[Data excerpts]
★ ★ ★ ★ ★ ★ ★

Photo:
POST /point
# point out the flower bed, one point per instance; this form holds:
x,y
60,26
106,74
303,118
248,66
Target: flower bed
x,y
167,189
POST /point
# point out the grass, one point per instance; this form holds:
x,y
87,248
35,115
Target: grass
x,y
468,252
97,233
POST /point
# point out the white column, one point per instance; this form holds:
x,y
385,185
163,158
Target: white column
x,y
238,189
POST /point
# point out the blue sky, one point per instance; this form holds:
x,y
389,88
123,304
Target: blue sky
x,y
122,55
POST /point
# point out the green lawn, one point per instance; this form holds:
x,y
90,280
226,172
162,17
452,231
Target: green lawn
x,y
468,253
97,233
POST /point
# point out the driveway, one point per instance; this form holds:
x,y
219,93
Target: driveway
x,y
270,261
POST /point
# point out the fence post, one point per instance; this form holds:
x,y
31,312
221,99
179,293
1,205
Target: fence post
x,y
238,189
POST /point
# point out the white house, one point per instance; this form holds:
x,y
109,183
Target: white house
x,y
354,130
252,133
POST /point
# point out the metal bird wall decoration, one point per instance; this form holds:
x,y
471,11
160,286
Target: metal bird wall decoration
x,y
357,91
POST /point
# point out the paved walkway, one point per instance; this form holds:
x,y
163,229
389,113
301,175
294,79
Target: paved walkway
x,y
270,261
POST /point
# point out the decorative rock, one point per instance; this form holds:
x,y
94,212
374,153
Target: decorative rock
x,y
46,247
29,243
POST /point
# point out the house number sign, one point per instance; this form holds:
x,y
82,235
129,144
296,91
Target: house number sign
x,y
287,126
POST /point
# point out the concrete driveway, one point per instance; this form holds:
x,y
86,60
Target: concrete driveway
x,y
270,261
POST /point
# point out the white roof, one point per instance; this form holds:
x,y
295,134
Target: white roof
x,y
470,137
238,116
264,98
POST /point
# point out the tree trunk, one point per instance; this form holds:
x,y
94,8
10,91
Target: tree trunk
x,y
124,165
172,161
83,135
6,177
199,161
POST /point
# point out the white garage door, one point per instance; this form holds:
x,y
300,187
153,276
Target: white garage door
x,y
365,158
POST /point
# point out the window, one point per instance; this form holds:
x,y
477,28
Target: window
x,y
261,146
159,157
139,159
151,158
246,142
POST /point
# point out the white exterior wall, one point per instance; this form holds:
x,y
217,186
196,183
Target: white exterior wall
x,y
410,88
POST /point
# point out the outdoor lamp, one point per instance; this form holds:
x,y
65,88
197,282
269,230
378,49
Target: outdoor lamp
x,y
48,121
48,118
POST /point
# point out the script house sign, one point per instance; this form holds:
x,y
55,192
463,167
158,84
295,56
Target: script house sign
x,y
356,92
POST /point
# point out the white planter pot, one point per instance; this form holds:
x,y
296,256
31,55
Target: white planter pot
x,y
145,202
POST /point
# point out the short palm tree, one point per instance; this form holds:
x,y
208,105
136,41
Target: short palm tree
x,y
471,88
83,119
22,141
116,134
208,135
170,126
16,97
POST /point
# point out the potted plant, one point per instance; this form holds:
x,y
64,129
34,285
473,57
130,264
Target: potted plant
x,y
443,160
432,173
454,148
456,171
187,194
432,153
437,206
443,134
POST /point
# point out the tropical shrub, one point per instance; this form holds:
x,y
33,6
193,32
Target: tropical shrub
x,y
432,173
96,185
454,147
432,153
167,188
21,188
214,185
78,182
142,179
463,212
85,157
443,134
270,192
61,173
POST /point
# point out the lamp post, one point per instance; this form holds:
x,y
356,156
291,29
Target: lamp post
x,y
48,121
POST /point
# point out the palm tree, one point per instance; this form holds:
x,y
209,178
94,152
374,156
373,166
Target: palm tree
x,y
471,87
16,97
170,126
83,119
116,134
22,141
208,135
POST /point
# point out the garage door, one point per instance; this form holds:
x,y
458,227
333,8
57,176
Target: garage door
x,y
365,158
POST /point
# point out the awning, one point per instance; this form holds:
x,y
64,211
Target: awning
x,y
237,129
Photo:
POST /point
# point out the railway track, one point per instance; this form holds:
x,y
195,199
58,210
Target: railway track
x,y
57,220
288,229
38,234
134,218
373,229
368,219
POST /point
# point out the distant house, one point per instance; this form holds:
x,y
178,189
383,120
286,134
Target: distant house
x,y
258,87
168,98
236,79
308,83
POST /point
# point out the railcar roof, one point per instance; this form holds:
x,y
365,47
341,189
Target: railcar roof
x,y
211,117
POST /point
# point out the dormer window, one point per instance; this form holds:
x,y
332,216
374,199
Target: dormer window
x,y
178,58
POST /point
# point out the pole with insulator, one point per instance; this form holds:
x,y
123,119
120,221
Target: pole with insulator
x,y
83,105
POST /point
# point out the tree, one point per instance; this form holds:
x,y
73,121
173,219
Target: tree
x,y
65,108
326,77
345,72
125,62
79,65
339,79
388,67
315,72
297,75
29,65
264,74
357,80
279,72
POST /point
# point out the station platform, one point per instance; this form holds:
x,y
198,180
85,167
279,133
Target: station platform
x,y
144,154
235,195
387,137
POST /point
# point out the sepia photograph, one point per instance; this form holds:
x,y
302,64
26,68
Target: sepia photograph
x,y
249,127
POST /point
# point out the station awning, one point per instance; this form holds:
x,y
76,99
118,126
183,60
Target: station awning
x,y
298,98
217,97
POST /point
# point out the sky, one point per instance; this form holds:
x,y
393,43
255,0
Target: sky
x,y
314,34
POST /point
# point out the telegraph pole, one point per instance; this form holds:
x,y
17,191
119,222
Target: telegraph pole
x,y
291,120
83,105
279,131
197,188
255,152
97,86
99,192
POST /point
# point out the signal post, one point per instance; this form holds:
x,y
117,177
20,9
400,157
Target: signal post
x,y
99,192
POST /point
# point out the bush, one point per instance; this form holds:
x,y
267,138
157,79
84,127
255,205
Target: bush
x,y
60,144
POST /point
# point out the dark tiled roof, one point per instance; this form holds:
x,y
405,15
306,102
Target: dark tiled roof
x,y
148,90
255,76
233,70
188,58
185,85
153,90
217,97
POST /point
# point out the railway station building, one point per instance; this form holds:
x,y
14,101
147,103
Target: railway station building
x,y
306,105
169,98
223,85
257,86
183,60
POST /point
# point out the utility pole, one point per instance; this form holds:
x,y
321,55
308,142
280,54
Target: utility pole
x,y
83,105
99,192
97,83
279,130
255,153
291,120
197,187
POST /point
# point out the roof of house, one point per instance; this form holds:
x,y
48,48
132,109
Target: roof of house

★ ★ ★ ★ ★ ★ ★

#### TASK PROMPT
Transcribe each entry. Leave nothing out.

#### TASK RESPONSE
Photo:
POST /point
# point out the flower bed, one point per instance; this form holds:
x,y
60,26
106,74
303,118
248,66
Target: flower bed
x,y
167,189
POST /point
# point out the grass, one point per instance; this form holds:
x,y
87,248
35,115
Target: grass
x,y
468,252
97,233
POST /point
# point out the white column, one point per instance; this form holds:
x,y
385,185
163,158
Target: white column
x,y
238,189
POST /point
# point out the blue sky, one point per instance; this form holds:
x,y
389,88
123,304
Target: blue sky
x,y
122,55
POST /point
# point out the green lawn, one point per instance; this form holds:
x,y
90,280
226,172
162,17
452,231
Target: green lawn
x,y
468,253
97,233
POST /point
# point out the driveway, one point per instance; this form holds:
x,y
219,93
Target: driveway
x,y
270,261
POST /point
# point out the fence post, one point per instance; this form holds:
x,y
31,312
221,99
179,293
1,205
Target: fence post
x,y
238,189
POST /point
# point out the white house, one point per instance; this form holds:
x,y
109,183
Target: white house
x,y
354,130
252,133
POST /point
# point out the metal bird wall decoration, one point per instance; this form holds:
x,y
471,11
160,286
Target: metal bird wall decoration
x,y
357,91
POST /point
# point out the paved walkway, one point per instance; this form holds:
x,y
163,229
389,113
301,175
294,79
Target: paved walkway
x,y
270,261
POST /point
# point out the decorative rock, one point per instance; this form holds:
x,y
94,212
374,153
Target: decorative rock
x,y
46,247
29,243
POST /point
# point out the house number sign, one point per instance; this form holds:
x,y
82,235
129,144
296,91
Target: house number sign
x,y
287,126
POST /point
# point out the concrete driveway, one point per instance; this form holds:
x,y
86,60
Target: concrete driveway
x,y
270,261
POST /point
# point out the white roof, one point per instance; this form holds:
x,y
295,134
Target: white roof
x,y
470,137
238,116
264,98
POST /point
# point out the tree trunk, one point per instance; this form holds:
x,y
94,8
10,91
Target: tree trunk
x,y
124,165
172,161
83,135
6,177
199,161
POST /point
# point out the white garage door, one point per instance; this form holds:
x,y
300,187
153,276
Target: white garage door
x,y
365,158
POST /point
# point out the window, one point per instance; this form holds:
x,y
477,28
Target: window
x,y
261,146
159,157
139,159
151,158
246,142
POST /point
# point out the white exterior wall, one point per instance; this form holds:
x,y
217,186
196,183
Target: white exterior wall
x,y
410,88
POST /point
# point out the outdoor lamp, one point per instance; this form holds:
x,y
65,88
197,282
269,230
378,49
Target: outdoor lamp
x,y
48,121
48,118
POST /point
# point out the script house sign, one point per instance; this form holds:
x,y
55,192
463,167
158,84
295,56
Target: script house sign
x,y
356,92
POST /point
# point out the white planter pot, one point per instance; this form holds:
x,y
296,256
31,55
Target: white planter pot
x,y
145,202
POST /point
# point out the short palm tree, one point per instance; this form holds:
x,y
208,105
136,41
Target: short palm tree
x,y
471,88
83,119
22,141
116,134
208,135
170,126
16,97
POST /point
# point out the potted plant, one point per instance; this form holds:
x,y
64,129
34,285
473,57
130,264
Target: potted plant
x,y
443,160
432,173
454,148
456,171
187,194
432,153
437,206
443,134
POST /point
# point out the tropical shrub, one point per instance; this form holds:
x,y
33,6
193,32
Target: tropical shrub
x,y
432,173
96,185
454,147
432,153
167,188
21,188
214,185
78,182
142,179
463,212
85,157
443,134
270,192
61,173
POST /point
# point out the lamp post, one point per instance; this form holds:
x,y
356,156
291,29
Target: lamp post
x,y
48,121
POST /point
# point out the palm tree, one point per instance; this form holds:
x,y
209,178
94,152
374,156
373,166
Target: palm tree
x,y
471,87
16,97
170,126
83,119
116,134
22,141
208,135
POST /point
# point out the garage door, one point per instance; this form holds:
x,y
458,227
333,8
57,176
Target: garage door
x,y
365,158
POST /point
# point out the awning, one point per instance; this form holds:
x,y
64,211
Target: awning
x,y
237,129
Photo:
POST /point
# point out the railway track, one point per instance; this form holds:
x,y
195,199
58,210
Target: railway track
x,y
57,220
288,229
38,234
134,218
373,229
368,219
POST /point
# point out the distant house, one point per instance; this form holds:
x,y
178,189
383,120
286,134
Target: distant house
x,y
258,87
168,98
236,79
308,83
POST /point
# point out the railcar roof, one point per instance; this form holds:
x,y
365,47
341,189
Target: railcar roof
x,y
211,117
POST /point
# point out the dormer window, one point per instance; this form holds:
x,y
332,216
374,199
Target: dormer window
x,y
178,58
POST /point
# point out the pole with insulator, one point per instance; this form holds:
x,y
123,119
120,221
Target: pole with insulator
x,y
83,105
POST /point
# point out the tree, one point per instance; this form holds:
x,y
73,121
173,219
Target: tree
x,y
65,108
326,77
345,72
125,62
79,65
339,79
388,67
315,72
297,75
29,65
264,74
357,80
279,72
POST /point
# point out the station platform, one point per instance; this form holds:
x,y
198,180
85,167
279,133
Target: station platform
x,y
144,154
235,195
387,137
POST /point
# point out the sepia photograph, one point per instance; this form holds:
x,y
302,64
26,68
Target: sepia photograph
x,y
249,127
POST /point
# point out the station awning, one point per instance; this form holds:
x,y
76,99
118,126
183,60
Target: station awning
x,y
298,98
217,97
POST /point
# point out the sky, one point per instance; this form holds:
x,y
393,43
255,0
Target: sky
x,y
314,34
POST /point
# point out the telegraph pole, one point per instance; this form holds:
x,y
17,191
119,222
Target: telegraph pole
x,y
291,120
83,105
279,131
197,188
255,152
97,86
99,192
POST /point
# point out the signal post, one point per instance; this form holds:
x,y
117,177
20,9
400,157
Target: signal post
x,y
99,192
POST /point
# point out the bush, one point per instance; this form holds:
x,y
267,138
157,79
84,127
255,205
Target: bush
x,y
60,144
POST /point
# point out the dark tiled roof, one point per instance; this form holds:
x,y
405,15
306,102
Target: dark tiled roof
x,y
148,90
255,76
233,70
188,58
185,85
153,90
217,97
POST /point
# point out the railway station building, one point per instance; this form holds:
x,y
14,101
147,103
Target: railway station building
x,y
306,105
169,98
223,85
257,86
183,60
POST /point
# point out the utility pole, one point per instance; this form holds:
x,y
321,55
308,142
280,54
Target: utility pole
x,y
83,105
99,192
97,83
279,130
255,153
291,120
197,187
POST /point
# point out the roof of house, one point per instance; this form holds:
x,y
48,48
132,109
Target: roof of house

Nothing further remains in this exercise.